**Task item:**
Rewrite the passage of the social trust text starting at "A similar relationship" and ending at "federal poverty threshold.", changing "voluntary associations" to "civic organizations".

Social Trust
Tuesday, January 16th, 2007In 1979, after a nine-year study of 6,928 adults living in Alameda County, California, epidemiologists Lisa Berkman and S. Leonard Syme reported that people with few social ties were two to three times more likely to die of all causes than were those with more extensive contacts. This relationship persisted even after controlling for such characteristics as age and health practices, including cigarette smoking, drinking, exercise, and the use of medical services. The basic findings of the Alameda County Study have since been confirmed in more than a half dozen epidemiological studies in different communities.
There are marked geographical variations in civic trust and association membership across the United States, and when these indicators of social capital are arrayed against regional differences in mortality and morbidity, the resulting correlations are striking. The chart “Social Capital and Mortality Rates” (below) shows the relationship between the level of civic trust and the age-adjusted rate of death from all causes for the 39 states for which data were available in the National Opinion Research Center’s General Social Surveys. The lower the trust between citizens — as indicated by the proportion of respondents in each state who believed that “most people cannot be trusted” — the higher is the average mortality rate.

A similar relationship with mortality prevails for the per capita membership of state residents in voluntary associations. These relationships between social cohesion and mortality hold among both whites and African Americans, as well as among men and women, and they persist after statistical adjustment for state variations in median household income and proportion of households living below the federal poverty threshold.
The figure below, “Social Trust and Quality of Life,” displays the correlation between level of civic trust and a measure of self-reported well-being. The National Center for Chronic Disease Prevention and Health Promotion employed the Behavioral Risk Factor Surveillance System (BRFSS) to ascertain the proportion of residents in each state reporting that their health was only fair or poor as opposed to good or excellent. (The BRFSS is a representative, random telephone survey that sampled more than 350,000 community-dwelling American adults between 1993 and 1996.) Again, there is a striking correlation between social capital and quality of life.

Bowling league membership turns out to correlate rather well with who lives or dies (see “Bowling League Membership and Mortality,” below).

“Income Inequality (Robin Hood Index) and Social Trust” (below) shows the rising trend in income inequality plotted against the steady decline in civic trust, as tracked by the General Social Surveys. The measure of income inequality is the Robin Hood Index, which equals the proportion of aggregate income that would have to be redistributed from households with disproportionate earnings to those earning less, if incomes were to be level. The higher the Robin Hood Index, the bigger the income gap. As “Income Inequality and Social Trust” shows, the larger the income gap, the lower is citizens’ trust in each other. Nearly identical results are obtained when we plot income disparity against per capita participation in voluntary associations.

**Supplied entries:**
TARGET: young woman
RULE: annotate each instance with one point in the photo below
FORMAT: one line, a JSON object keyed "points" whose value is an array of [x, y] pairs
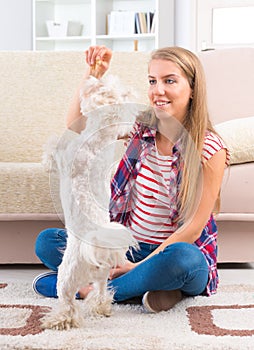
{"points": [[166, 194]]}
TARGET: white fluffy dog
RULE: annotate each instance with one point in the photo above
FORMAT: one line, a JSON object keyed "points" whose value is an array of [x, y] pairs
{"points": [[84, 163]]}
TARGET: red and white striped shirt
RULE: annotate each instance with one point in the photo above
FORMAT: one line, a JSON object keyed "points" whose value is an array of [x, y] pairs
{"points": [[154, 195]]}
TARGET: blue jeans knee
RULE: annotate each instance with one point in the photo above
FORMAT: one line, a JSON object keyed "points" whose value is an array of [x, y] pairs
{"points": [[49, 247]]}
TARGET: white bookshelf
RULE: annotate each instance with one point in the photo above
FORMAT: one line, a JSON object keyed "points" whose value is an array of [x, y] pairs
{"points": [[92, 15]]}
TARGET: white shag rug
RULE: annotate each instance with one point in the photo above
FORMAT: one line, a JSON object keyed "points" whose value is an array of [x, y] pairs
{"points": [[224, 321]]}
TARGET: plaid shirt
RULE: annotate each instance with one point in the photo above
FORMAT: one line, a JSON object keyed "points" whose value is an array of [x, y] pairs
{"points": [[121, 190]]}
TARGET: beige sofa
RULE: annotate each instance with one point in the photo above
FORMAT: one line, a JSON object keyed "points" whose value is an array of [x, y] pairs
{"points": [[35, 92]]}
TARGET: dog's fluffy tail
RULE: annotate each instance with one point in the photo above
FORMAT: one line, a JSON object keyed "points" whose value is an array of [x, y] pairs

--

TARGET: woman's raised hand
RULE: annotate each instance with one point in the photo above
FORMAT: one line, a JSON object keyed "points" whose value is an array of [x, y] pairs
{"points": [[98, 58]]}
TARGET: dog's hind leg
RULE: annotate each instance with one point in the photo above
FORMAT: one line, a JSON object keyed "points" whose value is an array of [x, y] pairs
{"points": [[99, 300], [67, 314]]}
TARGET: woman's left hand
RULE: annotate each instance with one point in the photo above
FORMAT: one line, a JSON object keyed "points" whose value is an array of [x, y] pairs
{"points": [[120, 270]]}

**Written answer:**
A similar relationship with mortality prevails for the per capita membership of state residents in civic organizations. These relationships between social cohesion and mortality hold among both whites and African Americans, as well as among men and women, and they persist after statistical adjustment for state variations in median household income and proportion of households living below the federal poverty threshold.